## Begin

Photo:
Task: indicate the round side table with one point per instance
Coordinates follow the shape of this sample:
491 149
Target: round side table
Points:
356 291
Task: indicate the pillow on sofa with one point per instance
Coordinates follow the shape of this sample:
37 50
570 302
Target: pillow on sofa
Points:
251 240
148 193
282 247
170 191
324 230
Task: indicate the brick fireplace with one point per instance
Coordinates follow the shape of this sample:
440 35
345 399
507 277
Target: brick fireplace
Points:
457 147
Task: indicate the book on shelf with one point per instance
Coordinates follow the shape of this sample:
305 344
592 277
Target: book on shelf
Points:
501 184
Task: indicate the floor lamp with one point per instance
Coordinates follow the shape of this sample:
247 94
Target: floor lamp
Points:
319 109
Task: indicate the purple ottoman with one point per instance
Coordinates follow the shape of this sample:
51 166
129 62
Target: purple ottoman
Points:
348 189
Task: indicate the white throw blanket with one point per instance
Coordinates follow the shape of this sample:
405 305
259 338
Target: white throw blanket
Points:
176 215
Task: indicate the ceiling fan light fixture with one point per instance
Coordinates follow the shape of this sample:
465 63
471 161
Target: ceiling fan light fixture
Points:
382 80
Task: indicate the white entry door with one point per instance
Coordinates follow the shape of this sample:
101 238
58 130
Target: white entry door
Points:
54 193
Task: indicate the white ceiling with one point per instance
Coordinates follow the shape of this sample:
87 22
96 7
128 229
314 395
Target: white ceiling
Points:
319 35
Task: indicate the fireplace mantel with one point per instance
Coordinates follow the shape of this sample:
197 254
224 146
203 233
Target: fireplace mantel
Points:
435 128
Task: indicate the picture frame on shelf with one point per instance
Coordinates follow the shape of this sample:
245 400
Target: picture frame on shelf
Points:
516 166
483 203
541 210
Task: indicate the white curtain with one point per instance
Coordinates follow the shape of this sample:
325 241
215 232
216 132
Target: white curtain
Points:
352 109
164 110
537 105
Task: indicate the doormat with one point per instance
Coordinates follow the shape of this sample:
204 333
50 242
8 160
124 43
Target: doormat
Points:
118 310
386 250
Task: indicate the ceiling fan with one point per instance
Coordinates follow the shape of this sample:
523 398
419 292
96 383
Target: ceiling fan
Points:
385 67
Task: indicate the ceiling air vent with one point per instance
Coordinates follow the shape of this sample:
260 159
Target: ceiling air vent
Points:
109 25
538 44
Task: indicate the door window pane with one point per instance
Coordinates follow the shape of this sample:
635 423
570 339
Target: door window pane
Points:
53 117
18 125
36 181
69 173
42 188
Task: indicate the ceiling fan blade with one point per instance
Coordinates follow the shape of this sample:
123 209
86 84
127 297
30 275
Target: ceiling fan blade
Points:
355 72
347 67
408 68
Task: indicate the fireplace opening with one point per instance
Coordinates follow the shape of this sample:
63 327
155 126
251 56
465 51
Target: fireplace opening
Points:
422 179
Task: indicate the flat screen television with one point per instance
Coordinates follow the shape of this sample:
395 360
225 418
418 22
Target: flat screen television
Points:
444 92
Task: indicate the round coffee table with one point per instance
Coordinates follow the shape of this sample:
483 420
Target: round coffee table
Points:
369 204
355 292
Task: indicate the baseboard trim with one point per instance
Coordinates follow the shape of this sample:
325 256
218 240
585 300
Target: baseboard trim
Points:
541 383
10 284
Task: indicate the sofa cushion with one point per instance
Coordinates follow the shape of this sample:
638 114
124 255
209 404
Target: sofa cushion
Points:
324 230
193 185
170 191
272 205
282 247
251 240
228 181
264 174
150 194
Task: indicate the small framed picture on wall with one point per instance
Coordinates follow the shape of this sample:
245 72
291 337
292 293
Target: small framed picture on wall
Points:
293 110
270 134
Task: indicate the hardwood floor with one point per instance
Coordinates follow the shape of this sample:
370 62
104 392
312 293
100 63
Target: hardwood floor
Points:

## End

Recast every line of the records above as a JSON list of strings, one string per line, with blank lines omitted.

▶ _In response_:
[
  "Photo:",
  "Task: indicate the round side table with one point per instance",
  "Coordinates follow the shape of this sample:",
  "491 149",
  "Target: round side table",
  "Points:",
  "356 291",
  "Task: indicate the pillow on sofa with one point per instance",
  "Coordinates follow the shape of this sample:",
  "37 50",
  "570 302",
  "Target: pillow on sofa",
  "Points:",
  "251 240",
  "148 193",
  "282 247",
  "170 191",
  "324 230",
  "Task: indicate the brick fireplace with one point per instance",
  "Coordinates follow the shape of this sample:",
  "440 35",
  "345 399",
  "507 277",
  "Target: brick fireplace",
  "Points:",
  "457 147",
  "Task: indicate the book on shelf with one point per instance",
  "Coordinates follow the shape of this sample:",
  "305 344",
  "592 277",
  "Target: book on shelf",
  "Points:",
  "501 184",
  "Task: indicate the floor lamp with one point per instance",
  "Coordinates follow the shape of this sample:",
  "247 94",
  "Target: floor lamp",
  "Points:",
  "319 109",
  "Task: indicate the purple ottoman with one point per instance",
  "Coordinates follow the shape of this sample:",
  "51 166",
  "129 62",
  "Target: purple ottoman",
  "Points:",
  "348 189",
  "Task: indicate the white throw blanket with one point per instance",
  "Coordinates follow the shape of this sample:",
  "405 305",
  "259 338",
  "Target: white throw blanket",
  "Points:",
  "176 215",
  "Task: indicate the ceiling fan light fixture with one point per instance",
  "Coordinates follow the shape of this sample:",
  "465 63",
  "471 161",
  "Target: ceiling fan light fixture",
  "Points:",
  "382 80",
  "Task: indicate the white entry door with one point per instance",
  "Coordinates follow the shape of this sample:",
  "101 238",
  "58 130",
  "Target: white entry door",
  "Points:",
  "54 193",
  "Task: indicate the white ceiling with one point per instance",
  "Coordinates follow the shape of this sample:",
  "87 22",
  "96 7",
  "128 229",
  "314 395",
  "Target: white ceiling",
  "Points:",
  "319 35",
  "Task: indicate the fireplace mantel with one point per instance",
  "Coordinates follow the shape of this sample:",
  "197 254",
  "224 146",
  "203 233",
  "Target: fireplace mantel",
  "Points:",
  "435 128",
  "Task: indicate the picture frame on shelf with one point per instance",
  "Coordinates follow the shape of this sample:",
  "245 400",
  "Target: picture frame on shelf",
  "Points:",
  "516 166",
  "483 203",
  "541 210",
  "Task: indicate the white curtain with one point per instance",
  "Coordinates follow the shape of this sample:",
  "325 241",
  "215 232",
  "216 132",
  "Target: white curtain",
  "Points:",
  "352 109",
  "164 110",
  "537 105",
  "Task: indicate the doormat with one point per instance",
  "Coordinates follow the shape of this sample:",
  "204 333",
  "50 242",
  "8 160",
  "124 43",
  "Target: doormat",
  "Points:",
  "118 310",
  "386 250",
  "Task: indicate the ceiling fan with one point per instance",
  "Coordinates follow the shape of this sample:",
  "523 398",
  "419 292",
  "96 383",
  "Target: ceiling fan",
  "Points:",
  "385 67",
  "Task: indicate the ceiling air vent with one point per instance",
  "Coordinates follow the shape of this sample:",
  "260 159",
  "Target: ceiling air vent",
  "Points:",
  "109 25",
  "538 44",
  "Task: indicate the door window pane with one point per instance",
  "Coordinates follow the shape of this sample:",
  "635 423",
  "570 339",
  "Target: door window pane",
  "Points:",
  "53 117",
  "18 125",
  "36 181",
  "69 173",
  "42 188",
  "Task: indicate the ceiling fan blade with one point per instance",
  "Coordinates follow the shape of this sample:",
  "123 209",
  "86 84",
  "127 297",
  "30 275",
  "Target: ceiling fan blade",
  "Points:",
  "355 72",
  "347 67",
  "408 68",
  "Task: indicate the fireplace opening with one point per instance",
  "Coordinates follow the shape of this sample:",
  "63 327",
  "155 126",
  "251 56",
  "465 51",
  "Target: fireplace opening",
  "Points:",
  "422 179",
  "Task: indicate the flat screen television with one point per instance",
  "Coordinates follow the shape of this sample:",
  "395 360",
  "225 418",
  "418 22",
  "Target: flat screen television",
  "Points:",
  "444 92",
  "Task: indicate the round coffee table with one point per instance",
  "Coordinates follow the shape of this sample:",
  "483 420",
  "Target: round coffee table",
  "Points:",
  "369 204",
  "355 292",
  "Task: indicate the baseboard trim with one point per instance",
  "Coordinates follow the shape of this sample:",
  "325 256",
  "218 240",
  "585 300",
  "Target: baseboard trim",
  "Points:",
  "541 383",
  "10 284",
  "Task: indicate the sofa cushion with one point per instance",
  "Coordinates follow the shape of this sample:",
  "638 114",
  "124 255",
  "209 404",
  "Target: sofa cushion",
  "Points:",
  "324 230",
  "193 185",
  "170 191",
  "272 205",
  "282 247",
  "251 240",
  "228 181",
  "264 174",
  "150 194",
  "Task: indicate the small framed picture on wall with one point per instance",
  "Coordinates follow the shape of this sample:",
  "245 72",
  "291 337",
  "292 293",
  "Target: small framed picture on wall",
  "Points:",
  "293 110",
  "270 134",
  "Task: indicate the hardwood floor with one point per instance",
  "Coordinates follow the shape of this sample:",
  "370 62",
  "104 392",
  "312 293",
  "100 63",
  "Target: hardwood floor",
  "Points:"
]